Position identification records:
—————

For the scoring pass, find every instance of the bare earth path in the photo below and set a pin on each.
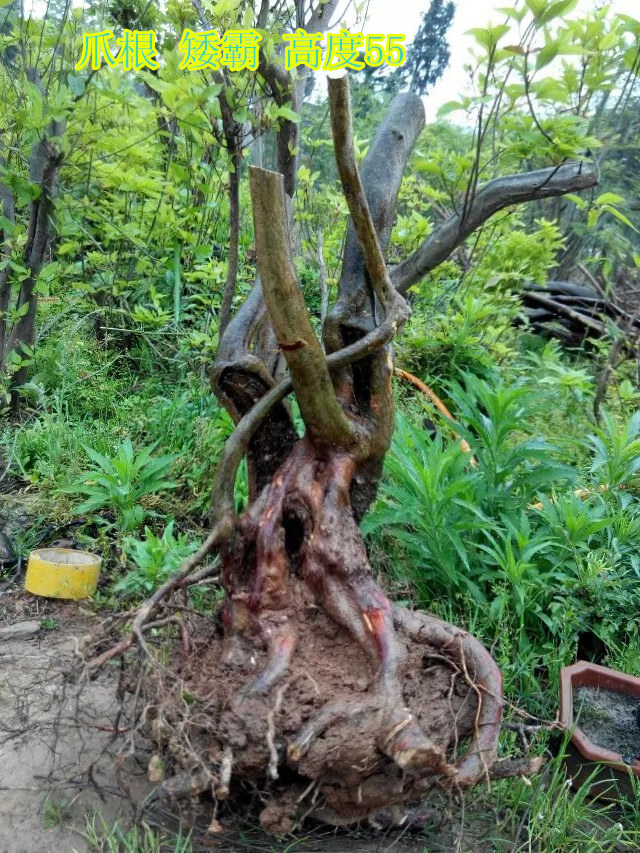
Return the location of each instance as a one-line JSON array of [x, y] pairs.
[[49, 736]]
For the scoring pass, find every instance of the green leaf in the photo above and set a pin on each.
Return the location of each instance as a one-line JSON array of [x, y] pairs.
[[554, 10], [450, 107], [619, 216]]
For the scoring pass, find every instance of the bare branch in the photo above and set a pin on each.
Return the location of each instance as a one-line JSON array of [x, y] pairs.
[[323, 415], [238, 442], [342, 129], [495, 196]]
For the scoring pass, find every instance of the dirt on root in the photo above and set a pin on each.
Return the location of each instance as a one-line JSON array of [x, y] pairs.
[[200, 711]]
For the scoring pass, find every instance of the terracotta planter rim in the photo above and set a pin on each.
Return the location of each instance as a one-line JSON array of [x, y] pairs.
[[585, 674]]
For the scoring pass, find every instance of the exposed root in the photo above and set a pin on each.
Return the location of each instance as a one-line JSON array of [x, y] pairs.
[[379, 701]]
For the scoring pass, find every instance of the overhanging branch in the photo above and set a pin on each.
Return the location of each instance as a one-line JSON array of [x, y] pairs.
[[495, 196]]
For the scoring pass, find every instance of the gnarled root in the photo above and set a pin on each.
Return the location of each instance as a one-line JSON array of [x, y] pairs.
[[319, 679]]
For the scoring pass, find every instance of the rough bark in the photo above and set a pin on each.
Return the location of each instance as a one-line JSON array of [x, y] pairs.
[[314, 675], [496, 195]]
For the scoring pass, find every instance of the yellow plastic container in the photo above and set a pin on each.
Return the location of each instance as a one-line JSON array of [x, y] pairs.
[[62, 573]]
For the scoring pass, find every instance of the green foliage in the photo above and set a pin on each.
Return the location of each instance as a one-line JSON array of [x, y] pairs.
[[102, 837], [509, 533], [155, 559], [617, 450], [118, 483]]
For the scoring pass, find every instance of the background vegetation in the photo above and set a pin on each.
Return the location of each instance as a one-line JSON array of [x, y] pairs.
[[110, 433]]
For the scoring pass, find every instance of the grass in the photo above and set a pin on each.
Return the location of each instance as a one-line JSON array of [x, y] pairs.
[[102, 837], [529, 583]]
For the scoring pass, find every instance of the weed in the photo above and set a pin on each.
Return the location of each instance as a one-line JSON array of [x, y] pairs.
[[118, 483]]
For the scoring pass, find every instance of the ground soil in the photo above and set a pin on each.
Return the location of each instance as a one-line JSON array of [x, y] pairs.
[[609, 719], [198, 707], [54, 738]]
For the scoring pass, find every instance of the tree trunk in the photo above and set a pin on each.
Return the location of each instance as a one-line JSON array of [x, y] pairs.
[[315, 687]]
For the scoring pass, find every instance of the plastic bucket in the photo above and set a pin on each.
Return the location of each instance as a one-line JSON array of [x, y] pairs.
[[62, 573]]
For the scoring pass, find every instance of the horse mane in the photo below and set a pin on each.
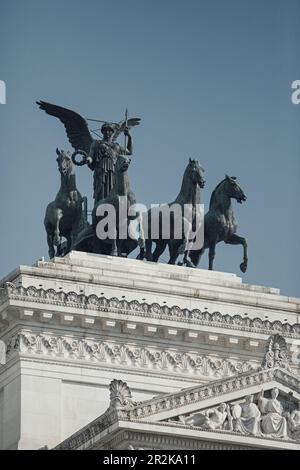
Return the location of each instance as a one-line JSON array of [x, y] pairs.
[[214, 191]]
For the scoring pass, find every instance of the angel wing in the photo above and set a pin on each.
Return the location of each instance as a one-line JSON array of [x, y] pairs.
[[120, 126], [76, 126]]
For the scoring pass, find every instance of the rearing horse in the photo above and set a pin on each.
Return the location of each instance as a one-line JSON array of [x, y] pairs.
[[64, 214], [187, 199], [220, 223]]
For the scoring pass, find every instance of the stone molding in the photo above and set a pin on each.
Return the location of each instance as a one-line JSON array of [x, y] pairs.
[[199, 393], [122, 354], [135, 308], [148, 441], [140, 412]]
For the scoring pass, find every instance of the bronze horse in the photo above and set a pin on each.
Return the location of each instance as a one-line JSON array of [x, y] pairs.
[[64, 214], [188, 197], [220, 223]]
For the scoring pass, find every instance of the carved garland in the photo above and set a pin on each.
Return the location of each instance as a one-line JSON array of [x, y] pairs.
[[136, 308], [123, 354]]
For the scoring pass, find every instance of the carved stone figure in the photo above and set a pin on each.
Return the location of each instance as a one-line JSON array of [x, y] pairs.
[[276, 355], [120, 394], [213, 418], [220, 223], [273, 423], [246, 417], [294, 423], [99, 155], [64, 215]]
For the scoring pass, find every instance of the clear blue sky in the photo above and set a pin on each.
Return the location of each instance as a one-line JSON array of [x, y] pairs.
[[210, 79]]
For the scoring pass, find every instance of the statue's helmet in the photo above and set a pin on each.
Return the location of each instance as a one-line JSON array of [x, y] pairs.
[[107, 125]]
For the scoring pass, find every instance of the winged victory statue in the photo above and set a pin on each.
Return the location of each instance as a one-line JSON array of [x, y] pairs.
[[100, 155]]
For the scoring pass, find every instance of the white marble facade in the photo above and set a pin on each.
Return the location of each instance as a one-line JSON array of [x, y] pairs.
[[73, 325]]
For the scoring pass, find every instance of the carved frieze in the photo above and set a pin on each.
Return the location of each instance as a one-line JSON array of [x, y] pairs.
[[134, 307]]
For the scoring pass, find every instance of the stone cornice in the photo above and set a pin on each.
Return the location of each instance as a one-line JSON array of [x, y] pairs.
[[147, 358], [194, 395], [200, 393], [135, 308]]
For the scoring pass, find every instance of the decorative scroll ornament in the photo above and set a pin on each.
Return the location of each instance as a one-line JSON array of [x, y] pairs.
[[276, 355], [120, 394]]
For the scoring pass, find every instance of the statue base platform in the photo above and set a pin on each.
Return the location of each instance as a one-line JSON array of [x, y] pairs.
[[71, 325]]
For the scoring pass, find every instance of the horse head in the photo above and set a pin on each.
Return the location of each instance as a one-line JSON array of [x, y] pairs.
[[65, 165], [233, 190], [195, 173]]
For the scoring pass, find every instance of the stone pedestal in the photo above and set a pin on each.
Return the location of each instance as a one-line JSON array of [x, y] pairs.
[[74, 324]]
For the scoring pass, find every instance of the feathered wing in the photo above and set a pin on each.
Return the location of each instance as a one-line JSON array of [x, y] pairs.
[[122, 124], [76, 126]]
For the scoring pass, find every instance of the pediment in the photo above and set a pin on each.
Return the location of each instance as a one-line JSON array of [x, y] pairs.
[[245, 404]]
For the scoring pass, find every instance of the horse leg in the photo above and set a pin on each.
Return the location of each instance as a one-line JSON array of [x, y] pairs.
[[160, 248], [50, 238], [211, 255], [237, 240], [173, 249], [148, 254], [58, 216]]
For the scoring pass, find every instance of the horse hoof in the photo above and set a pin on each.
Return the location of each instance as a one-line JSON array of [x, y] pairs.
[[189, 264], [243, 267]]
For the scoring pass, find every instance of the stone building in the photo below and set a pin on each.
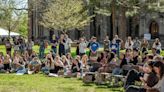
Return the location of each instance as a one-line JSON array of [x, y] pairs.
[[137, 26]]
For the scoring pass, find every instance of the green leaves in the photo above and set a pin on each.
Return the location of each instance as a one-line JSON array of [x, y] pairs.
[[66, 15]]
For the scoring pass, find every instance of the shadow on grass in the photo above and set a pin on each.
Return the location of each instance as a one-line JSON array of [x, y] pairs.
[[87, 85]]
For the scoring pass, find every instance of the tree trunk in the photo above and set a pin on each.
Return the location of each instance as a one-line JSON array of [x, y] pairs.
[[122, 24], [113, 18]]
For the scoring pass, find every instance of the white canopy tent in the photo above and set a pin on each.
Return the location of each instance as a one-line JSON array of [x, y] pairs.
[[4, 33]]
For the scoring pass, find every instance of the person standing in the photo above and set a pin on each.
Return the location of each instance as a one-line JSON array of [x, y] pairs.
[[16, 45], [106, 43], [94, 46], [144, 45], [82, 47], [42, 48], [137, 44], [30, 45], [129, 43], [68, 42], [8, 46], [54, 43], [62, 45], [157, 46]]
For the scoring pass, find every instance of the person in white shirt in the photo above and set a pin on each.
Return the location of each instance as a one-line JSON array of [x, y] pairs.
[[82, 47], [129, 43]]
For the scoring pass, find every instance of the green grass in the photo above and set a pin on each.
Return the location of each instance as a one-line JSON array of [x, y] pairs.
[[73, 50], [41, 83]]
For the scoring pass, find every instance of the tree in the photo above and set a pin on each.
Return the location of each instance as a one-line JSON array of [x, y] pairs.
[[121, 9], [65, 15], [23, 26], [10, 16]]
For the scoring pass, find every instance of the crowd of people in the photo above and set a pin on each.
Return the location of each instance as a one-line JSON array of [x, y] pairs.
[[150, 69]]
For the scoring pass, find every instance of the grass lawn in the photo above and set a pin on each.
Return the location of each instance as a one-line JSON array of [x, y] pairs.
[[41, 83], [73, 50]]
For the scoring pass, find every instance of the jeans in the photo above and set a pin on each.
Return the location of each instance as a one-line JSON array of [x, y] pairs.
[[41, 53]]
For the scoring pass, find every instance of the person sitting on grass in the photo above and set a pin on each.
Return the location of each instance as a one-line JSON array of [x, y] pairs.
[[58, 64], [148, 78], [7, 61], [34, 66], [49, 64], [69, 58], [18, 64], [66, 63], [76, 66]]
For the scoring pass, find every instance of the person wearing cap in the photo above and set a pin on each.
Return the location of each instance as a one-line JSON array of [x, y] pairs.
[[144, 45], [137, 43], [106, 43], [54, 44], [136, 57], [34, 66], [129, 43], [94, 46], [157, 46]]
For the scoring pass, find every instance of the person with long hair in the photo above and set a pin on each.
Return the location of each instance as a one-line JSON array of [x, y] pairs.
[[149, 79], [7, 61], [157, 45], [129, 43], [159, 70], [144, 45]]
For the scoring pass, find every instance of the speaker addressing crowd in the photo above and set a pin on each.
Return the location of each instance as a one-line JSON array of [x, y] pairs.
[[59, 60]]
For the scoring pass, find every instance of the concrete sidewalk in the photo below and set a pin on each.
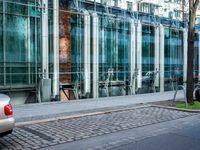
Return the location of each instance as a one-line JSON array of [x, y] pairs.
[[35, 112]]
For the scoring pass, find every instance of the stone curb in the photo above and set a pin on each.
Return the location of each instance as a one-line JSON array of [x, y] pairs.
[[21, 124], [174, 108]]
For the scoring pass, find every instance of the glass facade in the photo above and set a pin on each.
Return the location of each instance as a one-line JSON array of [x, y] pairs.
[[51, 51]]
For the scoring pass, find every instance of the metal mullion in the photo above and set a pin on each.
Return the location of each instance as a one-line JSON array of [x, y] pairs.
[[4, 44], [29, 49]]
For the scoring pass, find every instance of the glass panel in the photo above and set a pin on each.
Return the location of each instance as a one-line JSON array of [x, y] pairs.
[[1, 6], [148, 53], [1, 51], [196, 58], [16, 49], [173, 58], [15, 8]]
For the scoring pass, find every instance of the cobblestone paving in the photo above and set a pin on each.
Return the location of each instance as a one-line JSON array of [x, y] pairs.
[[41, 135]]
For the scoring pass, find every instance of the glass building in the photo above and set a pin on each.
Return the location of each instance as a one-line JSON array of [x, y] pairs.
[[54, 50]]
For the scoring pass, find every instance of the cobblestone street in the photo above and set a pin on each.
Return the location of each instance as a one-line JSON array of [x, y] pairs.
[[46, 134]]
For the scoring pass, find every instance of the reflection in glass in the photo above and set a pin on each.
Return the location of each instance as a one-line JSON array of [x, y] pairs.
[[173, 65]]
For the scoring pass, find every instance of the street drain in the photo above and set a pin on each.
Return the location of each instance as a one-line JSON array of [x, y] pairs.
[[41, 135]]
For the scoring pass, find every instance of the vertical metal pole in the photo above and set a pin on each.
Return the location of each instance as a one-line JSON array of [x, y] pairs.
[[139, 53], [55, 48], [162, 62], [132, 56], [199, 54], [45, 49], [116, 48], [4, 43], [87, 76], [156, 58], [95, 49], [29, 50], [185, 38]]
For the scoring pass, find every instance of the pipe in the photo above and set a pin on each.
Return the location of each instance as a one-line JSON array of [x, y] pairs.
[[95, 49], [185, 38], [132, 56], [156, 60], [87, 76], [199, 54], [139, 53], [45, 49], [55, 48], [162, 62]]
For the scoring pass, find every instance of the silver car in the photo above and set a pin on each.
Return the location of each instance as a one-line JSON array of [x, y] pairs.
[[6, 115]]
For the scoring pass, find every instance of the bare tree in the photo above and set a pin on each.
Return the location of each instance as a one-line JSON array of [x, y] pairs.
[[191, 33]]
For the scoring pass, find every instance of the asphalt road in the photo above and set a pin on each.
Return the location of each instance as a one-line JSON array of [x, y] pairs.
[[126, 129], [172, 135]]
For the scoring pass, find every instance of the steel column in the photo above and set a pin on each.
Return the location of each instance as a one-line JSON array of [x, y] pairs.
[[55, 48], [95, 49], [87, 76], [162, 62], [156, 59], [45, 49], [139, 54], [132, 56], [185, 40]]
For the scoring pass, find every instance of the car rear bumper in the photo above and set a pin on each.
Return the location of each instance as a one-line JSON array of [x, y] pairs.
[[6, 125]]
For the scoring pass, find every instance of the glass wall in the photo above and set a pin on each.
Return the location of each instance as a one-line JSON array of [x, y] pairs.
[[196, 58], [41, 52], [173, 63], [148, 58]]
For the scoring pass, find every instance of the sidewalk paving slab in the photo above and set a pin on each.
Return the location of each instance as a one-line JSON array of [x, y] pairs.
[[41, 111]]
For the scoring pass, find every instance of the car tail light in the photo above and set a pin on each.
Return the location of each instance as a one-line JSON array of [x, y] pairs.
[[8, 110]]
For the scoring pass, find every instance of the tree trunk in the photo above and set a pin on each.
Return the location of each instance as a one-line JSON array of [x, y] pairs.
[[190, 60]]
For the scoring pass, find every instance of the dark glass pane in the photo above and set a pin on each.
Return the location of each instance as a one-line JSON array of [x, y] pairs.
[[173, 58], [15, 8], [1, 50], [16, 49]]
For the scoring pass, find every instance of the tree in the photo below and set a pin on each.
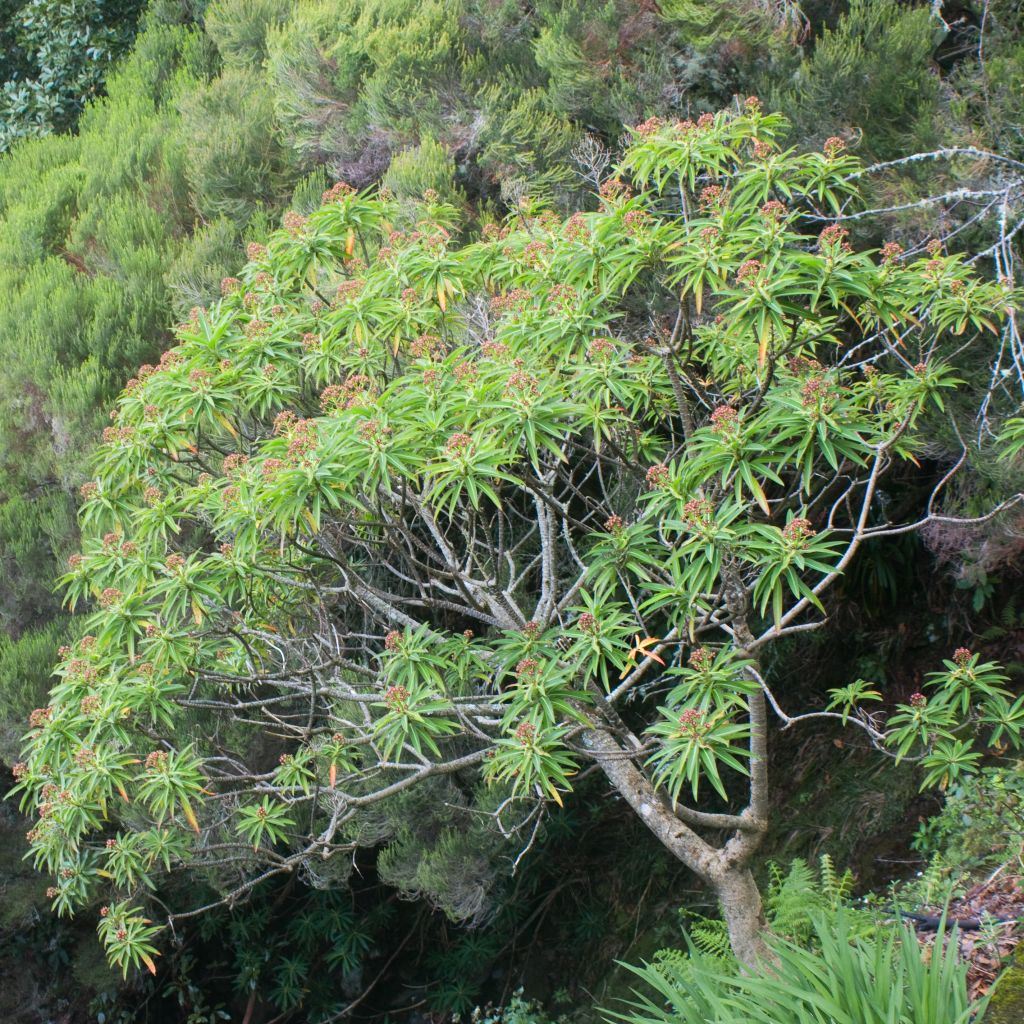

—————

> [Aim]: Reproduce the listing word for word from its first line through the line containing "[[49, 736]]", leaving any pictures out of your answer.

> [Output below]:
For the scoring pass, find every instance of the bare earth path in the photo below and set a pin on each.
Return the location of each instance as a one-line JSON array of [x, y] pairs.
[[49, 736]]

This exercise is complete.